[Referring expression data]
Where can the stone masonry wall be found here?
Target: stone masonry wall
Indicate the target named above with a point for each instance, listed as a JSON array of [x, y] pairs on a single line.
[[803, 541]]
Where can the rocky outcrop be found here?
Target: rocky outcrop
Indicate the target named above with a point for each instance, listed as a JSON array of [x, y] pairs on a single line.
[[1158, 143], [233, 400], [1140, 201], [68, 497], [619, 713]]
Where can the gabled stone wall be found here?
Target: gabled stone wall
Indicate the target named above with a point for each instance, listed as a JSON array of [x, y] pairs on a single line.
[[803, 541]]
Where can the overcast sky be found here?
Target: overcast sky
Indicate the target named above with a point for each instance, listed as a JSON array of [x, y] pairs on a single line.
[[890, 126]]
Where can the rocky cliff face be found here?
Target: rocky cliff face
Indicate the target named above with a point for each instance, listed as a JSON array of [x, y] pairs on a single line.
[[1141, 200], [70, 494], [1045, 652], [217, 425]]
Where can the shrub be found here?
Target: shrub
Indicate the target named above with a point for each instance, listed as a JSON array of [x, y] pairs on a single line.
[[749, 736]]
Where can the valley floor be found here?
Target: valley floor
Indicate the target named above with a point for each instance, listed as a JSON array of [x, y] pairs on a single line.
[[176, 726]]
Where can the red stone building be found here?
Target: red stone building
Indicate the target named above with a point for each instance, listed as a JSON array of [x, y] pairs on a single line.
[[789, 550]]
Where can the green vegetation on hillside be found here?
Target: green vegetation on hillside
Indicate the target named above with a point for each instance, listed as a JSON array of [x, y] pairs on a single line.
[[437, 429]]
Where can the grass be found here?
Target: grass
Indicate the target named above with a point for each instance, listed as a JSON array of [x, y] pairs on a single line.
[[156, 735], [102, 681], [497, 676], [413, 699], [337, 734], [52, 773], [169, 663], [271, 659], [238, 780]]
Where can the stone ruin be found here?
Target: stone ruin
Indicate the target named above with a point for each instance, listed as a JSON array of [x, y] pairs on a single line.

Directions for this task:
Retype the lines from the one containing "Target: red stone building" to the last line above. Change nothing and include no others.

Answer section:
Target: red stone building
Indicate the target named above with a point for each instance, listed as a JSON array of [x, y] pairs on a single line.
[[789, 550]]
Where can the green vegetation on hillside be found here?
Target: green vegetation on hillside
Indicate the target named above with a point for each instance, listed as a JSON array of [x, y] pairs on a single line.
[[437, 429]]
Where can the grass be found here?
Target: grass
Indicate the target named above with a point for each instance, listed as a JSON array of [x, y] pairs on a single line.
[[156, 735], [102, 681], [497, 676], [413, 699], [337, 734], [52, 773], [169, 663], [271, 659], [238, 780]]
Where can the stone ruin be found here?
Target: stone ruin
Indicate the target named above with a point for each instance, listed as a JSON array of [x, y] pairs on a single line.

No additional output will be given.